Reproduce the data below line for line without any changes, leaving out the pictures.

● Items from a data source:
▬▬▬▬▬▬▬▬▬▬

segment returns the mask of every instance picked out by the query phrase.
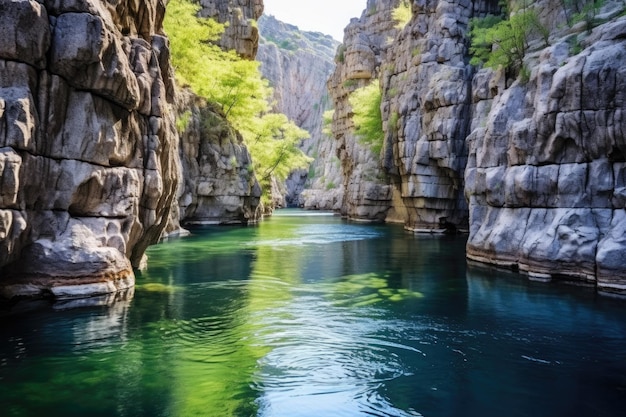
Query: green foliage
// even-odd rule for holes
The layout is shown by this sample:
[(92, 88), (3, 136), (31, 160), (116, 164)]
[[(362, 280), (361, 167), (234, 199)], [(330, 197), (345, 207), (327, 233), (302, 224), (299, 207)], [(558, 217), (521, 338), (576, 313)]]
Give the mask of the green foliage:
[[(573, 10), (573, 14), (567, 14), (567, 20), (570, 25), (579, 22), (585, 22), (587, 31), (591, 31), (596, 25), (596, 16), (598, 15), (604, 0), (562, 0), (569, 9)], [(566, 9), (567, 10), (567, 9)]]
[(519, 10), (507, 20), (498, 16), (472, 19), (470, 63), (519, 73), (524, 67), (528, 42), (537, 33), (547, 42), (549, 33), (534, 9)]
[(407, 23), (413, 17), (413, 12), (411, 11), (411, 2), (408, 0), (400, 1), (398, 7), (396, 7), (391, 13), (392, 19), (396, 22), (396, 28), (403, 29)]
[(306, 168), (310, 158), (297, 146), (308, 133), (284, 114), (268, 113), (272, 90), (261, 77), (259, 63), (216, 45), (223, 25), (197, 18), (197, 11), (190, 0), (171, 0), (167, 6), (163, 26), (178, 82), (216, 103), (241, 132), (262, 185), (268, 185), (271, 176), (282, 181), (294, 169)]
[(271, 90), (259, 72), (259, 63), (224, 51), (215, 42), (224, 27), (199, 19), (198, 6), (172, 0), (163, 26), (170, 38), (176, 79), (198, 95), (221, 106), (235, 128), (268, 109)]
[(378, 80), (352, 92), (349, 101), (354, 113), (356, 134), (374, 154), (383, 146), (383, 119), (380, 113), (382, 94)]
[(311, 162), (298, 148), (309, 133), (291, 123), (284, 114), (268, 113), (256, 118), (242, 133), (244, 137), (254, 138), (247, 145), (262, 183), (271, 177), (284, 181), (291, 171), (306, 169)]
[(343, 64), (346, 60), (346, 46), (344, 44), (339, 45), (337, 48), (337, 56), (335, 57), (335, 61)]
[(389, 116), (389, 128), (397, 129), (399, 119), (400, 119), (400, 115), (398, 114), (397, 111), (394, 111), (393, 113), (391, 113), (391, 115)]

▬▬▬▬▬▬▬▬▬▬

● Expected answer:
segment returns the mask of every instance picked out by the query phrase.
Query: green foliage
// even-odd rule for holes
The layout is shown by this sample:
[(92, 88), (3, 136), (31, 160), (116, 164)]
[[(362, 280), (361, 167), (234, 199)], [(330, 197), (345, 207), (327, 233), (302, 224), (299, 207)], [(558, 217), (521, 338), (576, 313)]]
Give the mask of the green foliage:
[[(573, 10), (573, 14), (567, 14), (567, 20), (570, 25), (579, 22), (585, 22), (587, 31), (591, 31), (596, 25), (596, 16), (598, 15), (604, 0), (562, 0), (569, 9)], [(566, 9), (567, 10), (567, 9)]]
[(519, 10), (507, 20), (498, 16), (472, 19), (470, 63), (519, 73), (524, 67), (528, 42), (537, 33), (547, 42), (549, 33), (534, 9)]
[(407, 23), (413, 17), (413, 12), (411, 11), (411, 2), (408, 0), (400, 1), (398, 7), (396, 7), (391, 13), (392, 19), (396, 22), (396, 28), (403, 29)]
[(306, 168), (310, 158), (297, 146), (308, 133), (284, 114), (268, 113), (272, 90), (261, 77), (259, 63), (216, 45), (223, 25), (197, 18), (197, 11), (190, 0), (171, 0), (167, 6), (163, 26), (178, 82), (216, 103), (241, 132), (262, 185), (268, 185), (271, 176), (282, 181), (294, 169)]
[(271, 90), (259, 72), (259, 63), (224, 51), (215, 42), (224, 27), (199, 19), (198, 6), (172, 0), (163, 26), (170, 38), (176, 79), (198, 95), (221, 106), (235, 128), (268, 109)]
[(378, 80), (352, 92), (349, 101), (354, 113), (356, 134), (374, 154), (383, 146), (383, 119), (380, 113), (382, 94)]
[(311, 162), (298, 148), (309, 133), (291, 123), (284, 114), (268, 113), (256, 118), (242, 133), (244, 137), (254, 138), (247, 145), (262, 183), (271, 177), (284, 181), (291, 171), (306, 169)]
[(343, 64), (346, 60), (346, 46), (344, 44), (339, 45), (337, 48), (337, 56), (335, 57), (335, 61)]
[(389, 116), (389, 128), (397, 129), (399, 119), (400, 119), (400, 115), (398, 114), (397, 111), (394, 111), (393, 113), (391, 113), (391, 115)]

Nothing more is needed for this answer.